GIVEN INSTRUCTION: Find each line in the rows that contains the string "black" and copy those lines. Case matters.

[Dataset entries]
• • •

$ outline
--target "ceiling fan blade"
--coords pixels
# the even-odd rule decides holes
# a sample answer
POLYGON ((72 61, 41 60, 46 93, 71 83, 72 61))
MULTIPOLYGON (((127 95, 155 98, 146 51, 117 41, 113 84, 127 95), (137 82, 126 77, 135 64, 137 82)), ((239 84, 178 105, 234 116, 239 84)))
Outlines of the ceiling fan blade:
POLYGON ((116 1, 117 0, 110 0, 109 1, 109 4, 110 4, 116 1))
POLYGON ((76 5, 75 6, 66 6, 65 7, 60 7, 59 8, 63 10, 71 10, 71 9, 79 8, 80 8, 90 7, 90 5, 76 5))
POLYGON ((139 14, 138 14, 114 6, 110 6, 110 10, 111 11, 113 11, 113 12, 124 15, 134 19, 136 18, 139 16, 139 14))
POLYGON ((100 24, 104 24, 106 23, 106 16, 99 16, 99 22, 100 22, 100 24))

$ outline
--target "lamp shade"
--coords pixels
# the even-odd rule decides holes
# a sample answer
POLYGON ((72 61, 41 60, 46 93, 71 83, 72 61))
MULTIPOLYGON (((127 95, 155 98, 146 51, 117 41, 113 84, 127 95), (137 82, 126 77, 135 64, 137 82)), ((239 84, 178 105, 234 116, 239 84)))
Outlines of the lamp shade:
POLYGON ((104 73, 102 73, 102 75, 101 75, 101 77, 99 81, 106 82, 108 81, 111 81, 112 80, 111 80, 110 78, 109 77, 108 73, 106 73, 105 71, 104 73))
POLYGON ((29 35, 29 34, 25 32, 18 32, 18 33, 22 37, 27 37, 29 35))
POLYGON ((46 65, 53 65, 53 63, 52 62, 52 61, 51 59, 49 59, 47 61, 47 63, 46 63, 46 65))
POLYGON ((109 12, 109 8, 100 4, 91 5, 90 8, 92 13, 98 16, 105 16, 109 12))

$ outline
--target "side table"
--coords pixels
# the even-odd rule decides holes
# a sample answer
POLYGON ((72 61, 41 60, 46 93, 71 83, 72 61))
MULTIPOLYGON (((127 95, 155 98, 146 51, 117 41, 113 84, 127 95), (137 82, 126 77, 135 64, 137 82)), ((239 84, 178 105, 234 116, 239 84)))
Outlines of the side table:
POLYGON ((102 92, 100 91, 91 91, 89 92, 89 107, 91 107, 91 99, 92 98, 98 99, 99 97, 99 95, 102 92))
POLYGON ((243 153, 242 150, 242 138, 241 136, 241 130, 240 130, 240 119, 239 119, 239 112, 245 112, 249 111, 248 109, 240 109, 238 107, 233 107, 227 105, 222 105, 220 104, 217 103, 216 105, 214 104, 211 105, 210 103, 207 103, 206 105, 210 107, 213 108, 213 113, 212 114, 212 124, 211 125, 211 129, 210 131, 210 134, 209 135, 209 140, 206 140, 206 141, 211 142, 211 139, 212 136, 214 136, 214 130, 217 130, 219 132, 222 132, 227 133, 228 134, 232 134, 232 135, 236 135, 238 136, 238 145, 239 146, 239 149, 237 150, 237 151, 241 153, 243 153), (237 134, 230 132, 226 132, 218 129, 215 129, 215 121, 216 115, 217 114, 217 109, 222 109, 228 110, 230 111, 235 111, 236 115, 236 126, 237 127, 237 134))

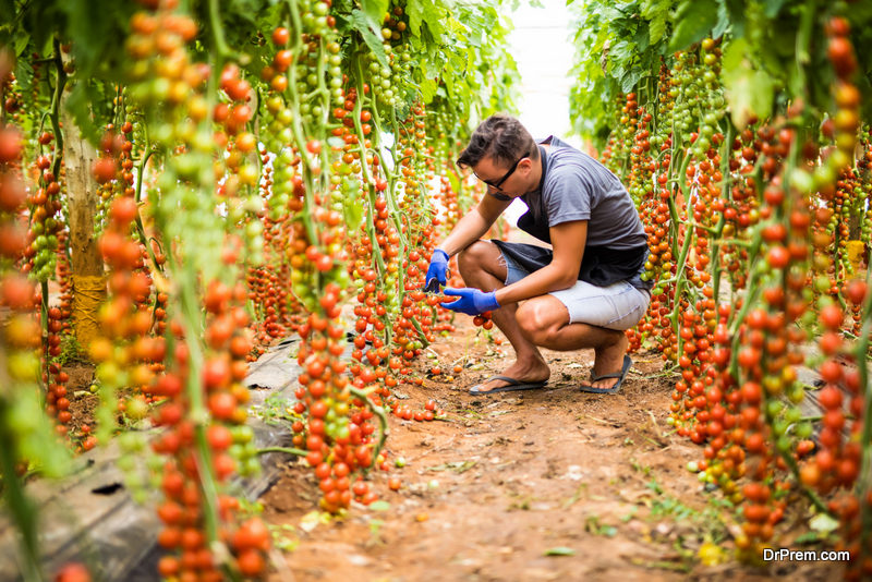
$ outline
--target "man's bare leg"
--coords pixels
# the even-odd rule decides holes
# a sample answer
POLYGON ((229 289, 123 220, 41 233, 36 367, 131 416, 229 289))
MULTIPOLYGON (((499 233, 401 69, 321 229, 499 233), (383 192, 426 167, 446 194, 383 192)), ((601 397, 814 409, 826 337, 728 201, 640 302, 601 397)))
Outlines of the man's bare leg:
MULTIPOLYGON (((557 298, 542 295, 524 303, 516 314, 524 337, 532 343, 556 351, 594 349, 594 375, 621 371, 629 341, 623 331, 589 324, 570 324, 569 312, 557 298)), ((591 384, 594 388, 611 388, 617 378, 591 384)))
MULTIPOLYGON (((497 245, 477 241, 460 252, 458 256, 460 275, 468 287, 482 291, 495 291, 506 287, 506 264, 497 245)), ((504 376, 523 381, 543 381, 550 376, 550 369, 538 349, 523 334, 516 313, 517 304, 506 305, 493 313, 494 325, 506 336, 514 349, 516 362, 502 372, 504 376)), ((491 380, 482 385, 482 391, 506 386, 504 380, 491 380)))

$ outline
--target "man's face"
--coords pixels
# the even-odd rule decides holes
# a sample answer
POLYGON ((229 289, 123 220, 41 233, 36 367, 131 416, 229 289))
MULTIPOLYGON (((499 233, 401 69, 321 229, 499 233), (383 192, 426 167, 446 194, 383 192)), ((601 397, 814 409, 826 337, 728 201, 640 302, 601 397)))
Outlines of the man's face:
POLYGON ((496 162, 491 156, 485 156, 473 167, 472 172, 487 184, 491 191, 507 196, 520 196, 526 192, 525 178, 532 167, 529 155, 524 154, 509 167, 496 162))

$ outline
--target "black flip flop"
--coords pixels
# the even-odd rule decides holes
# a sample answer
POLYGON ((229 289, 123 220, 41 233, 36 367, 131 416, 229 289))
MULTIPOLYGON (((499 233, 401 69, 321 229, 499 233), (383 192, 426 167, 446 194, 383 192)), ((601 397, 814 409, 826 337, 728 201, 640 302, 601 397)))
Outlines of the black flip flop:
POLYGON ((633 361, 630 360, 629 355, 623 355, 623 367, 620 372, 616 372, 615 374, 603 374, 601 376, 594 376, 593 371, 591 371, 591 381, 598 381, 604 380, 606 378, 618 378, 618 381, 615 383, 615 386, 611 388, 594 388, 593 386, 589 386, 586 384, 582 384, 579 386, 579 390, 582 392, 593 392, 595 395, 614 395, 620 388, 620 385, 623 383, 623 378, 627 377, 627 372, 630 369, 630 366, 633 365, 633 361))
POLYGON ((513 390, 535 390, 537 388, 544 388, 545 385, 548 384, 548 380, 545 381, 523 381, 511 378, 509 376, 491 376, 482 384, 476 384, 475 386, 469 389, 469 392, 473 396, 482 396, 482 395, 493 395, 494 392, 511 392, 513 390), (491 390, 476 390, 477 387, 486 384, 491 380, 502 380, 507 381, 506 386, 499 386, 497 388, 492 388, 491 390))

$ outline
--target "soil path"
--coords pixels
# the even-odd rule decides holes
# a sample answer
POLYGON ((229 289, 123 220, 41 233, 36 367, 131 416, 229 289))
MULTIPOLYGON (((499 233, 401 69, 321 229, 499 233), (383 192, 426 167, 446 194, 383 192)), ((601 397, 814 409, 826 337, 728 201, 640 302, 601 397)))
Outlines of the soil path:
POLYGON ((390 507, 316 524, 312 472, 289 465, 261 498, 287 548, 278 566, 288 569, 270 580, 840 579, 827 565, 750 569, 706 545, 729 547, 732 510, 686 469, 701 451, 668 432, 671 381, 657 377, 657 355, 633 354, 618 395, 574 388, 592 351, 545 351, 547 389, 473 397, 465 389, 507 367, 511 348, 465 325, 431 350, 443 369, 468 367, 402 387, 417 409, 436 399, 448 421, 391 416, 390 460, 405 464, 390 475, 403 486, 392 493, 385 473, 374 477, 390 507))

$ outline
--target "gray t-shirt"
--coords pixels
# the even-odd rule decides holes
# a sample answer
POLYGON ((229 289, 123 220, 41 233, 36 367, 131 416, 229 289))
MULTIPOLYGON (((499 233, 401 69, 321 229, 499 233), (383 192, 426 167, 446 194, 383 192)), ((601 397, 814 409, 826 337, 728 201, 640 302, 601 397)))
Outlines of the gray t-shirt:
POLYGON ((639 213, 614 173, 557 137, 549 136, 540 143, 550 145, 543 160, 546 169, 542 191, 521 196, 536 223, 543 227, 547 223, 550 228, 588 220, 585 246, 618 251, 645 244, 647 237, 639 213))

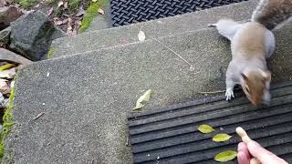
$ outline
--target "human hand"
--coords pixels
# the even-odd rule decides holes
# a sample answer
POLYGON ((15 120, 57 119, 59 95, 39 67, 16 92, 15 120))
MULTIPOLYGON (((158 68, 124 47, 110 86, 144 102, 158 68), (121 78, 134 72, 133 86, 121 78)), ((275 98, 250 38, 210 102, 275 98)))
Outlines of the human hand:
POLYGON ((288 164, 254 140, 249 141, 247 145, 240 142, 237 150, 237 160, 239 164, 250 164, 252 158, 256 158, 262 164, 288 164))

• • •

IN RESPONSE:
--target "black flip flop"
Outlines of the black flip flop:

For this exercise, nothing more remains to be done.